Stored data
++++++++++

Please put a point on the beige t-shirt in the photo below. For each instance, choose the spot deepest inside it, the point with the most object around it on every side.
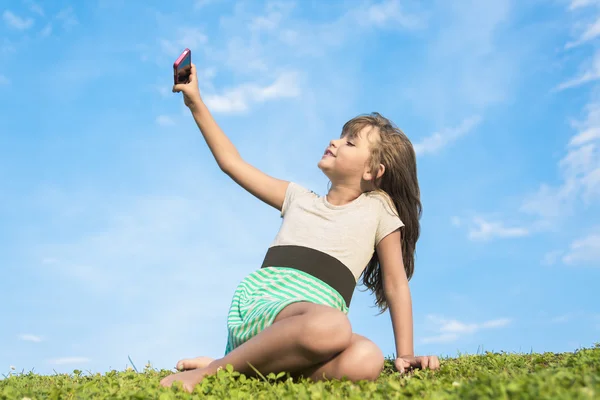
(348, 233)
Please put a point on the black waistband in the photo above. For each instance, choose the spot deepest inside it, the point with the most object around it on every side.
(316, 263)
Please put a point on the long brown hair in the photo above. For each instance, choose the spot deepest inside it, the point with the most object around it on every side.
(399, 184)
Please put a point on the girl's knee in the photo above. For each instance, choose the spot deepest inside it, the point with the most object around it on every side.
(369, 357)
(326, 333)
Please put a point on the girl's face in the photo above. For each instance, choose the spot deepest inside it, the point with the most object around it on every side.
(346, 159)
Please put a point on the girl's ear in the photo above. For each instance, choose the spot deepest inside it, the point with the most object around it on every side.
(380, 171)
(368, 176)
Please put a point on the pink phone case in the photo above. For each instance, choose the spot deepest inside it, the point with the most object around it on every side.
(185, 70)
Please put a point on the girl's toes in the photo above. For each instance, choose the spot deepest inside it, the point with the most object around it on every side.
(193, 363)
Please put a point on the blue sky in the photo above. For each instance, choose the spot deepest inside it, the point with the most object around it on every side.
(119, 235)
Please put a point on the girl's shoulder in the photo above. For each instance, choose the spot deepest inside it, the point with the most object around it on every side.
(383, 202)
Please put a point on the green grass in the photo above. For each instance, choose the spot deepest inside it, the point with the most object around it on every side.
(490, 375)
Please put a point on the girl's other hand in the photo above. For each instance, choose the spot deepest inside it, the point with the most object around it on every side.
(191, 93)
(422, 362)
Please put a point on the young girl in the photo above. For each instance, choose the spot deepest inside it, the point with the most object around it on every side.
(290, 315)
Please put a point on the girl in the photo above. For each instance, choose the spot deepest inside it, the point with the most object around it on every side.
(290, 315)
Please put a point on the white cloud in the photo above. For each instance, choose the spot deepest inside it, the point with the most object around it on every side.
(442, 338)
(389, 12)
(203, 3)
(585, 250)
(591, 32)
(240, 98)
(576, 4)
(456, 221)
(552, 257)
(35, 8)
(579, 172)
(67, 17)
(165, 120)
(450, 330)
(590, 73)
(437, 141)
(69, 360)
(47, 31)
(17, 22)
(275, 13)
(192, 38)
(485, 230)
(30, 338)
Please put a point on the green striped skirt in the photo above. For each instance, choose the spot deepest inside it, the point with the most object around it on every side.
(261, 296)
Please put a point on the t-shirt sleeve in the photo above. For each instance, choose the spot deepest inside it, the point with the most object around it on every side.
(293, 192)
(388, 221)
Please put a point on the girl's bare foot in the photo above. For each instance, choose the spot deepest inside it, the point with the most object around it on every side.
(193, 363)
(189, 379)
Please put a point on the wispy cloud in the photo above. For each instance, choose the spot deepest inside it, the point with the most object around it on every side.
(27, 337)
(192, 38)
(482, 229)
(165, 120)
(67, 18)
(434, 143)
(47, 31)
(576, 4)
(35, 8)
(591, 32)
(590, 73)
(450, 330)
(579, 171)
(69, 360)
(240, 98)
(390, 13)
(584, 251)
(16, 22)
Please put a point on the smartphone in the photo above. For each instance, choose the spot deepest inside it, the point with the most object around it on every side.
(182, 68)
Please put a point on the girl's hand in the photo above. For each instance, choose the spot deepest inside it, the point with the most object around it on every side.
(191, 93)
(422, 362)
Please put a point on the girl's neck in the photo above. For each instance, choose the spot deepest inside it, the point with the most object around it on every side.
(340, 195)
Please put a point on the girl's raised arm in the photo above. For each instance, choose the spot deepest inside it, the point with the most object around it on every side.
(264, 187)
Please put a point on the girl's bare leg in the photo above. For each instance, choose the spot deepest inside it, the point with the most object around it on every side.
(302, 336)
(361, 360)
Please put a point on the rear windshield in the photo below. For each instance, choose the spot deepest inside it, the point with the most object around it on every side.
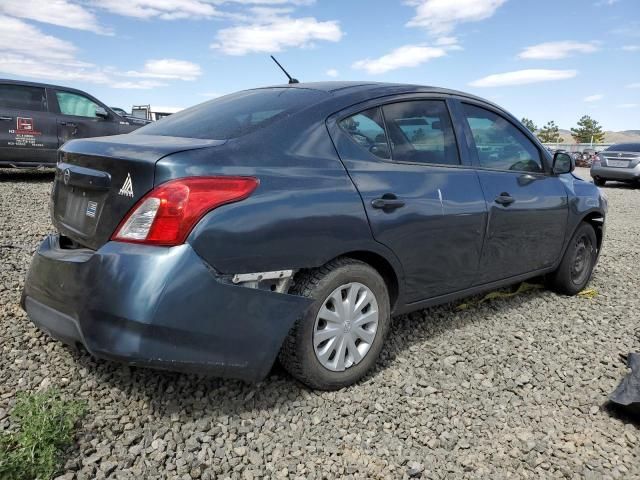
(23, 97)
(624, 147)
(234, 115)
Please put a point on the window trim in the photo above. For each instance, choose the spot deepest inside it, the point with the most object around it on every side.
(47, 108)
(394, 100)
(473, 148)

++++++++++

▸ **Task requirements**
From the line containing "Please put a point on the t-shirt" down to the final line of the listing above, write out only those lines exactly as they are, minus the pictures.

▸ **Answer to this exercise**
Please put a point on the t-shirt sleeve in the photo above. For each instance, choose the spot deepest inside it, the point with the most object around it on every side.
(293, 192)
(388, 221)
Please put a point on the girl's bare foot in the photo above. For each instance, choose the spot deepest inside it, the point with the most object around it on every side.
(193, 363)
(189, 379)
Please put a point on the wispy cloud in the photo above. For each instance, choose the spot deepest inside it, the point with the most object around it on every side.
(27, 337)
(192, 38)
(482, 229)
(165, 120)
(67, 18)
(434, 143)
(47, 31)
(576, 4)
(35, 8)
(591, 32)
(590, 73)
(450, 330)
(579, 171)
(69, 360)
(240, 98)
(390, 13)
(584, 251)
(16, 22)
Please put a point on the smartphone in the photo above. For each instance, choose the spot deepest inside it, the point with the most object around it on every side.
(182, 68)
Please put a point on the girl's hand in the photo above. For each instance, choose the spot deepest inside it, the point with the most object around it on every side.
(191, 93)
(422, 362)
Please put a point on the girl's neck in the photo above. For each instance, choose the spot deepest inside it, the point with the most object around it on every side.
(340, 195)
Please put a point on the girl's raised arm in the photo above. For each instance, choose the spot deepest inside it, the point with the most object around it on every side.
(264, 187)
Please put a point on the girl's bare leg in the photo above. For each instance, choose the spot deepest inside it, the point with the most object around it on every side.
(302, 336)
(361, 360)
Please put a point on the rear windshield in the photo below. For each instance, choose the spot deepest inside it, the point with the most object around it on every side.
(23, 97)
(624, 147)
(234, 115)
Please put a point on the window trim in the photo above. For each instance, choose the spot deepest inside it, the point with the most object around it on every side.
(47, 108)
(394, 100)
(473, 148)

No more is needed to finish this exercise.